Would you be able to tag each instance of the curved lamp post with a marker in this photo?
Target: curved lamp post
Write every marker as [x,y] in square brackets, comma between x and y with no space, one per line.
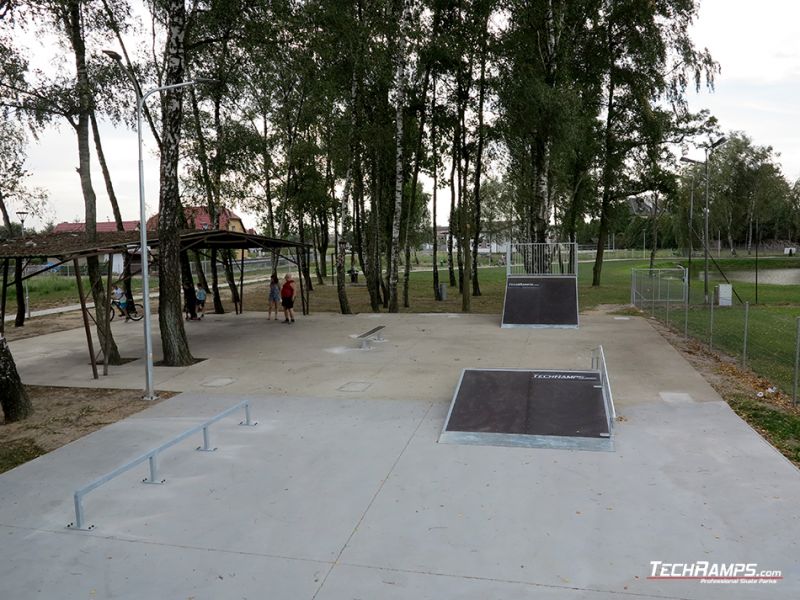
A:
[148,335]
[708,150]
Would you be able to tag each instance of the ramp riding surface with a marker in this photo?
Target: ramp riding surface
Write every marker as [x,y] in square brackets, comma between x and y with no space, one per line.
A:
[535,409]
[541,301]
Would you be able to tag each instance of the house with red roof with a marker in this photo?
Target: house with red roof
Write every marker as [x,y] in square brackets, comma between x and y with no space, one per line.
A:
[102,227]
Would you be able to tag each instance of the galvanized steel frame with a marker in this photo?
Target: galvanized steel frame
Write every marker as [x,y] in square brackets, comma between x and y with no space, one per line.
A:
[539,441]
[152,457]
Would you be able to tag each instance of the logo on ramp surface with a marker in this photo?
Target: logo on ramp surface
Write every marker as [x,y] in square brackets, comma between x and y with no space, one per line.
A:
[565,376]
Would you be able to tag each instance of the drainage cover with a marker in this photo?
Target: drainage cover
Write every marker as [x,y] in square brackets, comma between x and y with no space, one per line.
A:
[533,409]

++++++++++

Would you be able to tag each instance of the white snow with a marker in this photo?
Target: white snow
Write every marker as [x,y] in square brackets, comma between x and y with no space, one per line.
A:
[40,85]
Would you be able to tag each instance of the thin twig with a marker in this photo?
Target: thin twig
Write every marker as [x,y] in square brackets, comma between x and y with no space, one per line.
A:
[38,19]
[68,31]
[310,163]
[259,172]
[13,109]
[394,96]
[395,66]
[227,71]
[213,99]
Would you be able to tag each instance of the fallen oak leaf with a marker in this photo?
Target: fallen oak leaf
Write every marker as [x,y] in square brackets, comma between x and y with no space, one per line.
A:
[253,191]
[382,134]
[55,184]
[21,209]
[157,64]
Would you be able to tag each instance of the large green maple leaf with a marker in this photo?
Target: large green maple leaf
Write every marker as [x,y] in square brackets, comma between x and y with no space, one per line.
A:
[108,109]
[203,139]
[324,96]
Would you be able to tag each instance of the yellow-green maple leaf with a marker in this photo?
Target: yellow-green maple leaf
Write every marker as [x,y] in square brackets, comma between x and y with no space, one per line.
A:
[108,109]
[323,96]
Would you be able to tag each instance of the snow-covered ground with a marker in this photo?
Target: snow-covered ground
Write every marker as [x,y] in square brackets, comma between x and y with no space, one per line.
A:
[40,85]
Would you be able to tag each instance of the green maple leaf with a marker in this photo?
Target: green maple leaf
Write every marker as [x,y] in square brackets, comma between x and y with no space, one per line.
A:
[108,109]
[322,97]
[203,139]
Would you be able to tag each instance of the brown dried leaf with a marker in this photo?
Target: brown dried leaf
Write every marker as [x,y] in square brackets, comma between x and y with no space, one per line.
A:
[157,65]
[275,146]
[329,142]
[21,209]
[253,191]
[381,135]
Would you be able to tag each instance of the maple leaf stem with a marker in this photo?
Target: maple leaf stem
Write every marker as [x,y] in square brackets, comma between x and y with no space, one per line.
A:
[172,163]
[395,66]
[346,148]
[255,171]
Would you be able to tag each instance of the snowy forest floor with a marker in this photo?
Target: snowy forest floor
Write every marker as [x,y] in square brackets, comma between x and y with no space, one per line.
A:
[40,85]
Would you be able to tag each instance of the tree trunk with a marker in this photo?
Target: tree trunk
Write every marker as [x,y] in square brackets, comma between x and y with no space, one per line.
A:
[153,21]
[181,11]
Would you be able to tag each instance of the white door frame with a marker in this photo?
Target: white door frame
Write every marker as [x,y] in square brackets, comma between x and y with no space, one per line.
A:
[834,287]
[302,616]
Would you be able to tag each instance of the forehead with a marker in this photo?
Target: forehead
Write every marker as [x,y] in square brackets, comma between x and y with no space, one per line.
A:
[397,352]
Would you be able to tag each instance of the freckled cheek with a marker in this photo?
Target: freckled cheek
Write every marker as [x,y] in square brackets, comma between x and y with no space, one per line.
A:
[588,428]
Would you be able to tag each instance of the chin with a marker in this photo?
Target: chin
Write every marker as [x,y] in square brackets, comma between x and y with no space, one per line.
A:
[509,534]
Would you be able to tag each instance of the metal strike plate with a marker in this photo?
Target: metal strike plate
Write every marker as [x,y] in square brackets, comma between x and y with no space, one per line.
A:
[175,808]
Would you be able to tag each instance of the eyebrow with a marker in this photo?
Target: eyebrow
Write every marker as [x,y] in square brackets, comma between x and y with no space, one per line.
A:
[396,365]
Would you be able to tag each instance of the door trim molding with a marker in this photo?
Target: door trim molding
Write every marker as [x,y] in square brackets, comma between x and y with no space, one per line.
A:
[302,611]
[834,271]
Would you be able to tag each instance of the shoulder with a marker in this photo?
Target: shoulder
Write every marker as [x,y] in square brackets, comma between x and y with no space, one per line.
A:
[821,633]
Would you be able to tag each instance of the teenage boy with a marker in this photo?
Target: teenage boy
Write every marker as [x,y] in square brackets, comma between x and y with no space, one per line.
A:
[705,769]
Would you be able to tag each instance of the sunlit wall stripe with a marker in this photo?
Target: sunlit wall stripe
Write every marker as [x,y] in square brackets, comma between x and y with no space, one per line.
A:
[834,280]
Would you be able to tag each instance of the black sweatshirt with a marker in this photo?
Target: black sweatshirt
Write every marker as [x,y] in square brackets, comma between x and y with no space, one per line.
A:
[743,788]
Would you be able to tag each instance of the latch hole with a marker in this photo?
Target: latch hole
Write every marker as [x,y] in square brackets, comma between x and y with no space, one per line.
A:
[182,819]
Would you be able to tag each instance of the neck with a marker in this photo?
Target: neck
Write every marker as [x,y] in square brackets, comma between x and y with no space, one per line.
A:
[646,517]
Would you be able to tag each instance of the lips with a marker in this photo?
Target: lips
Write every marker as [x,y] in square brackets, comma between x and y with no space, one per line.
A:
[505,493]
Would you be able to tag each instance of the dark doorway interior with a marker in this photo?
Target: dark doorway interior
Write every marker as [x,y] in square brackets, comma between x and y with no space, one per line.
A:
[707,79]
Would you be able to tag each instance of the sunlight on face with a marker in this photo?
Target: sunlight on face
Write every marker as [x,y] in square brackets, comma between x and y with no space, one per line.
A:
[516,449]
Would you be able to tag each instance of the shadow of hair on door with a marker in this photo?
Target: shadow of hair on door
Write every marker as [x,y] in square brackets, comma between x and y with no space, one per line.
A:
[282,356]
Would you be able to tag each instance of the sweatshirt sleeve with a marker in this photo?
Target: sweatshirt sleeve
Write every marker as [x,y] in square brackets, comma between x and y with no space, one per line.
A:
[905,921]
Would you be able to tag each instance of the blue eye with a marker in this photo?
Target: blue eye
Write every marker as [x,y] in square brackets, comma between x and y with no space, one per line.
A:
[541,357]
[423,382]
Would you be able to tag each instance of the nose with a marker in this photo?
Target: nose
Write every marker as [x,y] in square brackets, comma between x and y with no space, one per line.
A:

++++++++++

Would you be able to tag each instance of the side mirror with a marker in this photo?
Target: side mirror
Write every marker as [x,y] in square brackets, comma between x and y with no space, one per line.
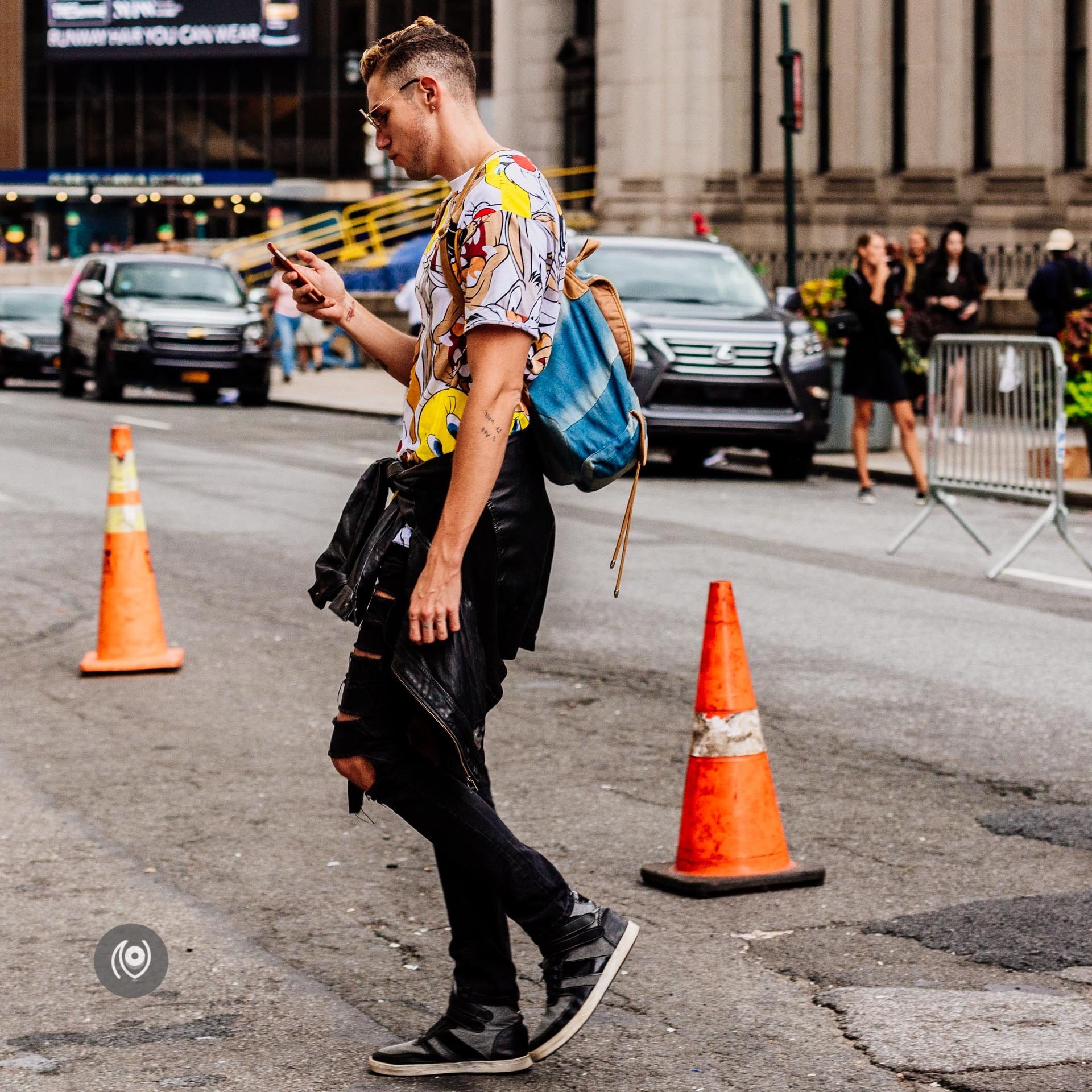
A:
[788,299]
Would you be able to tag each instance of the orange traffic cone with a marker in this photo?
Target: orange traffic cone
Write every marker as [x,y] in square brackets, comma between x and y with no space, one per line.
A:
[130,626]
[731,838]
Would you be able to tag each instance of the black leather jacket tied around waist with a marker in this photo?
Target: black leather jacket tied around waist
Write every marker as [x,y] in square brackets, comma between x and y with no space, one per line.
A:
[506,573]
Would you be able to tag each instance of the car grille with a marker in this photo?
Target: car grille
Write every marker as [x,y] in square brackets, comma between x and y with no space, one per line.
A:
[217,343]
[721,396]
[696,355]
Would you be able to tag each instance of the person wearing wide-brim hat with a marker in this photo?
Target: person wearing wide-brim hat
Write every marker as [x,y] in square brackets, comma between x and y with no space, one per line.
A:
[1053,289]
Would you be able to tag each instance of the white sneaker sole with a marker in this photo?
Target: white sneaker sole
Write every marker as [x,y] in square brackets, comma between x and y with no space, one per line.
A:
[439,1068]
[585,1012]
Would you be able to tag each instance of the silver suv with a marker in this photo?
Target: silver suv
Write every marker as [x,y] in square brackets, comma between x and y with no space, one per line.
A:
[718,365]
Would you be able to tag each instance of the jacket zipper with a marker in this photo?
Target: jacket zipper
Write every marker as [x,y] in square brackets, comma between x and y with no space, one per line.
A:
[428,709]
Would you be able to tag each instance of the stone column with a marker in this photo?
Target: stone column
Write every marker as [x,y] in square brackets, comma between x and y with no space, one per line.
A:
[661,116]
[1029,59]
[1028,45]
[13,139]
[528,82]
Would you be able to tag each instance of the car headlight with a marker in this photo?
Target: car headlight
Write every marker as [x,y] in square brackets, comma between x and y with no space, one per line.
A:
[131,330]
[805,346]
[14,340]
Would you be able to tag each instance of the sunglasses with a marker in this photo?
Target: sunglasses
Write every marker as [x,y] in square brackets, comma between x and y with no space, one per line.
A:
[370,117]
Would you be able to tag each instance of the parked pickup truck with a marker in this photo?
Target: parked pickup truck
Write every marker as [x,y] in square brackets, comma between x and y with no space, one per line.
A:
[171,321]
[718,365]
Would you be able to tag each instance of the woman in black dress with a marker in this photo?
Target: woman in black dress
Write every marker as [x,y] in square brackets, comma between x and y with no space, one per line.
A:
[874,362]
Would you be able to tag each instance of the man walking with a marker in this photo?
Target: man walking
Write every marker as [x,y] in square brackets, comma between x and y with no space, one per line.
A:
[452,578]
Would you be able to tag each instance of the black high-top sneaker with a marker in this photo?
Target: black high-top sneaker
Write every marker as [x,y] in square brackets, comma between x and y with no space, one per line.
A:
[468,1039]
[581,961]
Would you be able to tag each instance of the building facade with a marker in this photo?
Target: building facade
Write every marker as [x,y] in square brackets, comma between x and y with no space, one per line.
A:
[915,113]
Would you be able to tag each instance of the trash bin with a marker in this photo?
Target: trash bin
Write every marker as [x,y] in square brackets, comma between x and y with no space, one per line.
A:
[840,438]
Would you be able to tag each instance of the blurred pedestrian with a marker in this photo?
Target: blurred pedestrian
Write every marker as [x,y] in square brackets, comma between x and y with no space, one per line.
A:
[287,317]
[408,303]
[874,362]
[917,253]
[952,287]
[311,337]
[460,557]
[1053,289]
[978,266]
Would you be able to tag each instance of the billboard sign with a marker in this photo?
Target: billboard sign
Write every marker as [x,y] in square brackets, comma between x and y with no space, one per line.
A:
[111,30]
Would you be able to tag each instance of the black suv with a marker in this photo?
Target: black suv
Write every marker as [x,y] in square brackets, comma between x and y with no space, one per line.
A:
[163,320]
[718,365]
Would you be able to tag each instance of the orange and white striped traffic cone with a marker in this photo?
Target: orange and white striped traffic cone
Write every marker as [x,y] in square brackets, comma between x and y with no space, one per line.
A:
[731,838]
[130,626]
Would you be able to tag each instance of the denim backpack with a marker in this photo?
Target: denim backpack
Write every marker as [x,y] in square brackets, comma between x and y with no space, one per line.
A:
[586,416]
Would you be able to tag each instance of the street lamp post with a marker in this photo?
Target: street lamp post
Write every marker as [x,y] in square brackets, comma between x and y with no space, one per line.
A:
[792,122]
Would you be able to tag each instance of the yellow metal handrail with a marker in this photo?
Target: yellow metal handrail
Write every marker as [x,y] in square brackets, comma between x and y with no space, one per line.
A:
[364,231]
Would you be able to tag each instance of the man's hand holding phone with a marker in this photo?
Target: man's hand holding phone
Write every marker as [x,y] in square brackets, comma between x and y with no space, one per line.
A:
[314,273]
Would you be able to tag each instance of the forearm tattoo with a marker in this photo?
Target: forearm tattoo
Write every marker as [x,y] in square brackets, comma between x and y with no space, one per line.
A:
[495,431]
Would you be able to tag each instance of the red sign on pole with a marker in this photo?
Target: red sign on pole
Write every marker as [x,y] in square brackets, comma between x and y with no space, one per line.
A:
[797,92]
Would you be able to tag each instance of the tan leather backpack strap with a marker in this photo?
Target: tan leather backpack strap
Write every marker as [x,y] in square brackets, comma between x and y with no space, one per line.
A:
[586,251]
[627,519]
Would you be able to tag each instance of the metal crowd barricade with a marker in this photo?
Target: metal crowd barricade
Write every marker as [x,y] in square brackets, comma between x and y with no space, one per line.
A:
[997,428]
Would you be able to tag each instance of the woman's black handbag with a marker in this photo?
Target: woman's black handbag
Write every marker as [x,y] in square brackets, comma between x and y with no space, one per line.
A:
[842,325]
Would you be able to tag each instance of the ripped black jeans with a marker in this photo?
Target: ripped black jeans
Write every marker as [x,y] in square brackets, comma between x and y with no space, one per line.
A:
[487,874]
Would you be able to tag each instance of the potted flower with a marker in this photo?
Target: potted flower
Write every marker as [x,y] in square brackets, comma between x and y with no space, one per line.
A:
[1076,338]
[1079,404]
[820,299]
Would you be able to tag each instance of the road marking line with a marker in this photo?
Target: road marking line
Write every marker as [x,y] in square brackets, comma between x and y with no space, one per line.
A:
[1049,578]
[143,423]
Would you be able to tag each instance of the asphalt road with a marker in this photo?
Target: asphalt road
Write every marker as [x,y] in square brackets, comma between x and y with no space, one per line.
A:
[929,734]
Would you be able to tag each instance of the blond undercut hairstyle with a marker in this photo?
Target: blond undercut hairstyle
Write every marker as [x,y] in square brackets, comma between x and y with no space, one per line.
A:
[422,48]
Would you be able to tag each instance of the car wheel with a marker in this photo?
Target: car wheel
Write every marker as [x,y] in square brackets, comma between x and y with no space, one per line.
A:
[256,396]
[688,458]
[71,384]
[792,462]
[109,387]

++++++++++

* **WHAT YOU HAVE TO DO**:
Return every line above where "nose" appears.

* **SOLVED PROBLEM**:
Would you be able to tag each instance of the nose with a marker in this photo?
Target: nose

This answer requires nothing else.